The three phases of Grassroots campaigning:

Input phase »»» Organisation phase »»» Training Phase = Mobilisation

1)    INPUT:
– Get family, friends, etc., involved in the action (maybe with the help of a survey).
– How can our concern be strengthened? (Research!) Set goals you want to aim for. These goals are to be communicated later on.
– What are you prepared to do? The message for the audience: You are prepared to give all of your energy for these goals.

– Construction of a network of activists.
– Feeding structures: Teams and team leaders to serve the activists should be built. They have to assume their well-defined responsibilities.
– Geographical position of the activists: In large countries and regions, activists should be pooled geographically – as should the responsible teams and team leaders.
– Objectives: Everyone should know the aim they are working towards.
– Activists have different goals, different resources: Keep in mind that activists cannot do all the campaign work. You should suggest different actions to them, in line with their goals and resources.
– Communication with the activists: This is a very important issue! Continuous communication – face-to-face, on the internet, or via e-mail – is necessary to jolly the activists along, ensuring their continuous support.

▸ **DATA EXCERPTS**:

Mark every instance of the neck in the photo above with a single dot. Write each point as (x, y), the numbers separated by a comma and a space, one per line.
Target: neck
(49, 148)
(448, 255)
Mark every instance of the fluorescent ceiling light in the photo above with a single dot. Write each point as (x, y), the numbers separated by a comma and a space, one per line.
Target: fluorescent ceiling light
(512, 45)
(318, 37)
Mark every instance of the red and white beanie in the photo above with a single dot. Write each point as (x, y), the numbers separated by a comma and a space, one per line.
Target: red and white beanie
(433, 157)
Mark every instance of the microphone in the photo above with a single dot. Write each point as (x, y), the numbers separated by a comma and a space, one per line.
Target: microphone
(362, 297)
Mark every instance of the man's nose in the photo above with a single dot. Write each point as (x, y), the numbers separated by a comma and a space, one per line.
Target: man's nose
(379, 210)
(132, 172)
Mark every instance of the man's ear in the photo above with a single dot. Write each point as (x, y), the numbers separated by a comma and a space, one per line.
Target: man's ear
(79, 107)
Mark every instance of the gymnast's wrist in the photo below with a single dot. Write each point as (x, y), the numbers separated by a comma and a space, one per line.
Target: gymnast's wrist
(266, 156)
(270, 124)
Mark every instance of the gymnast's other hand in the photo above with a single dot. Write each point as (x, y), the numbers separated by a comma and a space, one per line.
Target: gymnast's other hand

▸ **ABOUT THIS TASK**: Echo the grassroots campaigning passage above word for word, beginning at the words "The three phases" and stopping after the words "their well-defined responsibilities.".

▸ **THE COMPLETED TASK**:
The three phases of Grassroots campaigning:

Input phase »»» Organisation phase »»» Training Phase = Mobilisation

1)    INPUT:
– Get family, friends, etc., involved in the action (maybe with the help of a survey).
– How can our concern be strengthened? (Research!) Set goals you want to aim for. These goals are to be communicated later on.
– What are you prepared to do? The message for the audience: You are prepared to give all of your energy for these goals.

– Construction of a network of activists.
– Feeding structures: Teams and team leaders to serve the activists should be built. They have to assume their well-defined responsibilities.